<<<<
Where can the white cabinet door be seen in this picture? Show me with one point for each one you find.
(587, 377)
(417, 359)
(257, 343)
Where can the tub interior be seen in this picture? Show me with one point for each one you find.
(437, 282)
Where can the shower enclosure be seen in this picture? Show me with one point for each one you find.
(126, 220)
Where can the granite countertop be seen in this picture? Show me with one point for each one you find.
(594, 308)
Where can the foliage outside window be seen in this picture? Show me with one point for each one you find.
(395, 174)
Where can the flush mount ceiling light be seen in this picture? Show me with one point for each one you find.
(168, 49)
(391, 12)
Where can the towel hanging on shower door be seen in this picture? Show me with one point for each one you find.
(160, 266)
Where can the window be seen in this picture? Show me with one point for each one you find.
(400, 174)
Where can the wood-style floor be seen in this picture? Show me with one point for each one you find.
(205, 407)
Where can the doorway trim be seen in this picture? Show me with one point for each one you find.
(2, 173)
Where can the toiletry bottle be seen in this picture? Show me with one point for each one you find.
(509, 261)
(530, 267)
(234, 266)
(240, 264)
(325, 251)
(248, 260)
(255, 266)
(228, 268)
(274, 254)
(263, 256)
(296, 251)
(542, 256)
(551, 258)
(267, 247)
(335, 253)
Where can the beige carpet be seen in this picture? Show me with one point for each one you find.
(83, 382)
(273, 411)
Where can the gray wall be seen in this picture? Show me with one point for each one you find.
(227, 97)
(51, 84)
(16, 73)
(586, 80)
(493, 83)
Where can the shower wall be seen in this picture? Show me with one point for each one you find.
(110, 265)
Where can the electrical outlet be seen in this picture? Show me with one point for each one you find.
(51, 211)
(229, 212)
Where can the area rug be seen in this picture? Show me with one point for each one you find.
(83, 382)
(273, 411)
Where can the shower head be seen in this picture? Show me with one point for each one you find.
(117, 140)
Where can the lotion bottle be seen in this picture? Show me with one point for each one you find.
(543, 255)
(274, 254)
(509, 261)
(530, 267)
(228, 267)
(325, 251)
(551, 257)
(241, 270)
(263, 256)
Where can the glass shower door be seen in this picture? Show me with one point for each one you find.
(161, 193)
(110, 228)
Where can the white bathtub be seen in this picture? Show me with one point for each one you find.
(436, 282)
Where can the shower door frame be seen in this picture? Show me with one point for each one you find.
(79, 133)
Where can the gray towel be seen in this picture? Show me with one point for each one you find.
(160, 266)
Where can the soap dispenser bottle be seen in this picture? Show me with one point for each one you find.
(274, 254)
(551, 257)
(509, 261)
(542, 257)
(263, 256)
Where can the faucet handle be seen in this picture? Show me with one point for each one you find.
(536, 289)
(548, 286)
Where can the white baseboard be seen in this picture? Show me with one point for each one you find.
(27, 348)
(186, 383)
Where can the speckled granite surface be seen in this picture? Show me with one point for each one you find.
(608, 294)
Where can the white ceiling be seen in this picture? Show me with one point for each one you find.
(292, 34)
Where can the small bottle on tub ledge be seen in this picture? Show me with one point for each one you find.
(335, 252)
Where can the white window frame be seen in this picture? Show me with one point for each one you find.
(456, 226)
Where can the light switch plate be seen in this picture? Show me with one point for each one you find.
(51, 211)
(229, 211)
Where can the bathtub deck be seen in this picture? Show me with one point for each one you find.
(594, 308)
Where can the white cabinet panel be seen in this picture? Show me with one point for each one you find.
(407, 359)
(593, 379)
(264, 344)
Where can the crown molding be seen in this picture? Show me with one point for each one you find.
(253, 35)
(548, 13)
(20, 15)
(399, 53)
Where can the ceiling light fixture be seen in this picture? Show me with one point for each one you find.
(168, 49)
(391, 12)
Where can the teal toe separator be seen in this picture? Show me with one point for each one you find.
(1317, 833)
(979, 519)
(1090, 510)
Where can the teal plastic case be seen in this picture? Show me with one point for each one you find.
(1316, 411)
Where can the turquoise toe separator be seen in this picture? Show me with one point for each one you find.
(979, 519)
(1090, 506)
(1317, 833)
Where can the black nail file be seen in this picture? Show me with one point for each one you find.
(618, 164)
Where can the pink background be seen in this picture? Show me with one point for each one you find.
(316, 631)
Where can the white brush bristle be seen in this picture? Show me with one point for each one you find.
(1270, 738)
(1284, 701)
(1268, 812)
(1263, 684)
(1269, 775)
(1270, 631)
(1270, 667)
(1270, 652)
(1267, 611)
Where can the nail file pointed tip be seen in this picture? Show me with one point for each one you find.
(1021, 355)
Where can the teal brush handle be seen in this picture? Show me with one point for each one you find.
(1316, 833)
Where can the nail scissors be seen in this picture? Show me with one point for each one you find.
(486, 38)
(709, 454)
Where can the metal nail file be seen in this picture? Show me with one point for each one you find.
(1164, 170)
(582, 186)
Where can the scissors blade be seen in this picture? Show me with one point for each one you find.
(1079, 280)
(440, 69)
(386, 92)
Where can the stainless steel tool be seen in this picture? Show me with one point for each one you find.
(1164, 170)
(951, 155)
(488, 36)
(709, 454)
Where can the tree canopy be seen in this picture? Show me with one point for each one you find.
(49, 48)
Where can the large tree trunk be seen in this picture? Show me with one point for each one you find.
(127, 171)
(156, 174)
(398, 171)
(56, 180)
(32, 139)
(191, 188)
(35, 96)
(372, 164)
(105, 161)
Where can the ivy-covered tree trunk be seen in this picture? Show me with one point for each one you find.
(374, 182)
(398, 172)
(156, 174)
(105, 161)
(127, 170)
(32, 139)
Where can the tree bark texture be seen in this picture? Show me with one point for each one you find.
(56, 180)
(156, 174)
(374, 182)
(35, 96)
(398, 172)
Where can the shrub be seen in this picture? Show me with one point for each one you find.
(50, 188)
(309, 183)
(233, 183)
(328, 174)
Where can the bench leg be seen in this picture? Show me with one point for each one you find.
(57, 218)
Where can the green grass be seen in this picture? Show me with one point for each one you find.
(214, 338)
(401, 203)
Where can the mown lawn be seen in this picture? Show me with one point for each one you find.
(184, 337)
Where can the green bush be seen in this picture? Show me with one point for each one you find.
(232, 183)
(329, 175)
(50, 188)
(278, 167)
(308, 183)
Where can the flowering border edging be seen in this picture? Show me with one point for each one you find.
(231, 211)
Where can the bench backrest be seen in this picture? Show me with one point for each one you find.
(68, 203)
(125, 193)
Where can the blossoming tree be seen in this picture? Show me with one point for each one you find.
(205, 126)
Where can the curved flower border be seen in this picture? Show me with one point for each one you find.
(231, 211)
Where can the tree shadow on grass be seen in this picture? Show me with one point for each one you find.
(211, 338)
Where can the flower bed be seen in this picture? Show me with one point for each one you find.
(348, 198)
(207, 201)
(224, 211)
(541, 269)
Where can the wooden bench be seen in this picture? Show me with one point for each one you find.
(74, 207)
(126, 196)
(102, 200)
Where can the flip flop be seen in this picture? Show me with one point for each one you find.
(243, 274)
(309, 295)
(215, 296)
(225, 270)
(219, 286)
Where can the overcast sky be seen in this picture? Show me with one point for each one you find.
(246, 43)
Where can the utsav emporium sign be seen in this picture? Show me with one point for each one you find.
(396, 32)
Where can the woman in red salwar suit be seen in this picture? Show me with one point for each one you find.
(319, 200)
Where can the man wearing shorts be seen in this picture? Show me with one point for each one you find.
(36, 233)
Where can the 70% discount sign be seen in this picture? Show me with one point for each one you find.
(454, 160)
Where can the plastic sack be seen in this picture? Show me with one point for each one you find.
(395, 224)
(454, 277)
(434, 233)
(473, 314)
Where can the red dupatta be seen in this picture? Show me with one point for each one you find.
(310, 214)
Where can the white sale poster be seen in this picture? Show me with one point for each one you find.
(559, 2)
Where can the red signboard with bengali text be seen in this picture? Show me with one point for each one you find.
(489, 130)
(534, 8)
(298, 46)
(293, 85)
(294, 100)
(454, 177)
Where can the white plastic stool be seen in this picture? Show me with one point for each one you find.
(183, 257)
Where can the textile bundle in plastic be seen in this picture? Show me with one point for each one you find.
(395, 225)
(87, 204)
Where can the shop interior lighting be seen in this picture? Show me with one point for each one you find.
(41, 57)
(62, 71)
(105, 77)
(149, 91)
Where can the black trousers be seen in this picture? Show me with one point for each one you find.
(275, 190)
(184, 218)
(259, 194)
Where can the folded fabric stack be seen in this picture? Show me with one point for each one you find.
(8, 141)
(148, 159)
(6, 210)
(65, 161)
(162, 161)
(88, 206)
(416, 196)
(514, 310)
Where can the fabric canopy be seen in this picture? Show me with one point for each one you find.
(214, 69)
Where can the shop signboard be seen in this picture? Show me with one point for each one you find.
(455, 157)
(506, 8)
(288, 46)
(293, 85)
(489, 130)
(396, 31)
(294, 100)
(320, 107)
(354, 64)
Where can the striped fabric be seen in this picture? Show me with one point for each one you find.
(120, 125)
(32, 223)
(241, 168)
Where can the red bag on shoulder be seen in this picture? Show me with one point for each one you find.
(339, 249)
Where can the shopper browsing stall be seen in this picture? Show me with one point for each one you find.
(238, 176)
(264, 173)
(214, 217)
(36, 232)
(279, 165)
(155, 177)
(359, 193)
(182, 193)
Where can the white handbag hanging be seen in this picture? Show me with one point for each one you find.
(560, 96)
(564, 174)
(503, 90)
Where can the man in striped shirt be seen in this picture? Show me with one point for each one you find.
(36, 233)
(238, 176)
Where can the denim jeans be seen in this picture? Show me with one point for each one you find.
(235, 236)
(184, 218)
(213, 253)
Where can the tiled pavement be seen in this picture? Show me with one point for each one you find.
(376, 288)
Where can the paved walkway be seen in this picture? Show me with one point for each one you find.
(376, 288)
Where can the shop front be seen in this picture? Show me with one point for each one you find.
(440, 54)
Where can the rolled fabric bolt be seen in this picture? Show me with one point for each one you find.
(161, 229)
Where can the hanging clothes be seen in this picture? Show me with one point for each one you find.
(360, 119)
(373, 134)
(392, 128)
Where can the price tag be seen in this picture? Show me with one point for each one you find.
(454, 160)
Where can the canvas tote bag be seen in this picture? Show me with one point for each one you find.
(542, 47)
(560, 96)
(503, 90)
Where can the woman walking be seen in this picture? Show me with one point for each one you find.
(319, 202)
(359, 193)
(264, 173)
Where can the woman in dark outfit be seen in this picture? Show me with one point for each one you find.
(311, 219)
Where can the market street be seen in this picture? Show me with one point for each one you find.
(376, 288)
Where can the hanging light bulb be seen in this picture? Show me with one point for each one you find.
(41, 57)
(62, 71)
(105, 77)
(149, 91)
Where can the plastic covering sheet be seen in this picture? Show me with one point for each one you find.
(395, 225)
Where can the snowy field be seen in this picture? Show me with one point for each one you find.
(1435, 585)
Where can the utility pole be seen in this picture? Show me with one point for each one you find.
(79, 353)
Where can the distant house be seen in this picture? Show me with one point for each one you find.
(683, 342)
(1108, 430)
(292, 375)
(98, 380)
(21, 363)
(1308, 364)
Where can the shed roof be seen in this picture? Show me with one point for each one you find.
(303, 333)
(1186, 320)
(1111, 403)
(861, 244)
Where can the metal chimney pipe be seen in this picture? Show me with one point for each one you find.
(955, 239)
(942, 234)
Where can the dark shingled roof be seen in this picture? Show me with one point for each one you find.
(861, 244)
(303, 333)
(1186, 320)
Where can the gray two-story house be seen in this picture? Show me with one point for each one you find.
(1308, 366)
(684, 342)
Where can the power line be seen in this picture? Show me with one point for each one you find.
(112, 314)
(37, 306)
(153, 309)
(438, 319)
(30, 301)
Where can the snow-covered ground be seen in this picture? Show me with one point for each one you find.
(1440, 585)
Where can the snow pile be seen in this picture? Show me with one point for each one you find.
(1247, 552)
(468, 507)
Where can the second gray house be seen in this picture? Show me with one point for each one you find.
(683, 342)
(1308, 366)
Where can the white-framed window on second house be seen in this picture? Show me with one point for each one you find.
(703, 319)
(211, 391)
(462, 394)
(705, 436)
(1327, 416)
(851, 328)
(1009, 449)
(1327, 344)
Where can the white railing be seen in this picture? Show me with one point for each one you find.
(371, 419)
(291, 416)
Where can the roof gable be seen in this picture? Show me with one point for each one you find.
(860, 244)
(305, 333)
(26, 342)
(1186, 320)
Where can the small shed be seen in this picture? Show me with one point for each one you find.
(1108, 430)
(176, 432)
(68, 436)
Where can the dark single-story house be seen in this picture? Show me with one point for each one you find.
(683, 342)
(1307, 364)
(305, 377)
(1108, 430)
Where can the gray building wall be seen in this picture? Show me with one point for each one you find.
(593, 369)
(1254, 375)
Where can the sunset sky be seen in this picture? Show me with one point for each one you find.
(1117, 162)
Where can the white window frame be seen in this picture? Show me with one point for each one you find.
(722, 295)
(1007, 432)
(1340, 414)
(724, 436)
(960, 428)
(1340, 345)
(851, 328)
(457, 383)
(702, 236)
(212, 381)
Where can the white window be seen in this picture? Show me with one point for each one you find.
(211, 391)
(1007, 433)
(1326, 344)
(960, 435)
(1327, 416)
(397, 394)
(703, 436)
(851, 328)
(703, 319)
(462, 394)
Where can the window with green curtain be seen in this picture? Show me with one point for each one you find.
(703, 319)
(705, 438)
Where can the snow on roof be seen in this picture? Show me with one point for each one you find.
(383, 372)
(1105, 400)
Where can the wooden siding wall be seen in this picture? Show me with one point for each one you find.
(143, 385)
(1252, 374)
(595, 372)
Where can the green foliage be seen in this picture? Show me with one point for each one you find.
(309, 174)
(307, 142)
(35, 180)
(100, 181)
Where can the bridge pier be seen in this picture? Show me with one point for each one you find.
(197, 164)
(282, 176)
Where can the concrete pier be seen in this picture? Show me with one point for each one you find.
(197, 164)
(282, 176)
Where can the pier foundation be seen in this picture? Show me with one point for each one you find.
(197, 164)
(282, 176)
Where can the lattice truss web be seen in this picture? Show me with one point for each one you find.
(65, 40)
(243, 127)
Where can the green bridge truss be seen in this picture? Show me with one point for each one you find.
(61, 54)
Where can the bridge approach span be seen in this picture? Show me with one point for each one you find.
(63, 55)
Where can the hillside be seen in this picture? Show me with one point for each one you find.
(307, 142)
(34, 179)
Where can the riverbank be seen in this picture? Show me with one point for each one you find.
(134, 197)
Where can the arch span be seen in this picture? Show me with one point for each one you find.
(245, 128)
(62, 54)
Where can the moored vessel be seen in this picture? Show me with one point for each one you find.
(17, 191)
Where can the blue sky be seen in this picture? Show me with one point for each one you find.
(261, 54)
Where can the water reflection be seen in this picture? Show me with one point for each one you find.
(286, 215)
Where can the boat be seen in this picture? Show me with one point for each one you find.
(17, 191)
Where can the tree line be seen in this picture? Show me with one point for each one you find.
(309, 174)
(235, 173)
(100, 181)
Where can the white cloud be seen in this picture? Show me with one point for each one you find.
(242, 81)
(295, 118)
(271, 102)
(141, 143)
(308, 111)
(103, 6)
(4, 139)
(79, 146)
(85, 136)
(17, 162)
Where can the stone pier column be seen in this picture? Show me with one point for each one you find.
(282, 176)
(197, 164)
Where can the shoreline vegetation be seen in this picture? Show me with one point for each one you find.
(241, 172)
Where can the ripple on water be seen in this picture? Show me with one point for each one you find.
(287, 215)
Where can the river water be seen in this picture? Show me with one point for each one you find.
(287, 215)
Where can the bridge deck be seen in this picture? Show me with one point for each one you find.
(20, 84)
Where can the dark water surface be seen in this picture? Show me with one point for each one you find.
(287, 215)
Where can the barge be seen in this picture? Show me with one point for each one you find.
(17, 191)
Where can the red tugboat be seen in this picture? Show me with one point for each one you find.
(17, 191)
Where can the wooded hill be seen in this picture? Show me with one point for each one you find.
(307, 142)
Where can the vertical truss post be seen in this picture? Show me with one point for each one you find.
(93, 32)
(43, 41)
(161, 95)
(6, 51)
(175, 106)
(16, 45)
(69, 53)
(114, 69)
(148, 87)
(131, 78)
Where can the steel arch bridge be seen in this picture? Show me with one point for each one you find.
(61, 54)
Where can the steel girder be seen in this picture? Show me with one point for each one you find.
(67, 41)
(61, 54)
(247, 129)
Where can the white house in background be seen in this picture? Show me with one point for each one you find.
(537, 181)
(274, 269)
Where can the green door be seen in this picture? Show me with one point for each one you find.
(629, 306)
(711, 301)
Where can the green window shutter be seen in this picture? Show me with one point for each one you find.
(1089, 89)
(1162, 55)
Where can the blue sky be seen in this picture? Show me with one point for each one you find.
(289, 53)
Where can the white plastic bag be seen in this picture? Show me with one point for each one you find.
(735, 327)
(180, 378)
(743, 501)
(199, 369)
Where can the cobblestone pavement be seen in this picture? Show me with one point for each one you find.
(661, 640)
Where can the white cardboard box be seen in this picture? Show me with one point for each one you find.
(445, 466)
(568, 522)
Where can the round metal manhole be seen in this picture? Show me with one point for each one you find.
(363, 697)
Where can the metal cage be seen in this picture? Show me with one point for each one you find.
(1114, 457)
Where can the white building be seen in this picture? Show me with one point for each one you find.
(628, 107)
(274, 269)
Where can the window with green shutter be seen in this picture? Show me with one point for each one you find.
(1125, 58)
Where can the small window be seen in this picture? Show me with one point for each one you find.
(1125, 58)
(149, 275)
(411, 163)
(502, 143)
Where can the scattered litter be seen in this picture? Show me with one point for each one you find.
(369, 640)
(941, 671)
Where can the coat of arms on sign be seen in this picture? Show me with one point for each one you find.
>>>>
▸ **WRITTEN INSTRUCTION**
Quote, without any change, each line from the one that contains "Where can the vertical" through the end of the material.

▸ **WORKED SOLUTION**
Where can the vertical truss post be seen in this picture? Show me with one point for each one you find.
(93, 32)
(43, 41)
(161, 95)
(6, 51)
(175, 106)
(16, 45)
(69, 53)
(114, 69)
(148, 87)
(131, 78)
Where can the steel arch bridge be seen in this picture? Show me with one point for each one you find.
(61, 54)
Where can the steel girder be seen in this picture? Show me with one point for each one you find.
(67, 41)
(61, 54)
(247, 129)
Where can the white house in background be seen in this picture? Show me with one point for each one you find.
(537, 181)
(274, 269)
Where can the green door be seen in this picture? Show me with one point for each one you find.
(629, 306)
(711, 301)
Where can the green window shutter be seen in this picture? Show me with one point for each one you find.
(1089, 89)
(1162, 55)
Where can the blue sky be seen in this picture? Show me with one point for each one you find.
(289, 53)
Where can the white plastic bag be seen in this picture? Show me with one point for each one you find.
(735, 327)
(180, 378)
(743, 501)
(199, 369)
Where can the cobblestone pavement be seen in this picture? Show me with one point for each one you find.
(661, 640)
Where can the white cardboard box be seen in this picture? Show me with one point for each one you find.
(445, 466)
(568, 522)
Where can the round metal manhole be seen in this picture? Show me with one point for each one you find.
(363, 697)
Where can the metal cage be seen in this picture? Show me with one point for each one you find.
(1114, 457)
Where can the white building be seen in this picture? Show me with one point for each one you find.
(628, 107)
(274, 269)
Where can the window with green shutter be seen in this picture? Show me with one point for each one you find.
(1125, 58)
Where can the small window be seen in this picture? Show me with one point for each one you find.
(1125, 58)
(149, 275)
(411, 163)
(502, 143)
Where can the scattered litter be seen in this picture? Show me with one point for each one you find.
(369, 640)
(941, 671)
Where can the coat of arms on sign be seen in this picture? Show me with one point for each one you find.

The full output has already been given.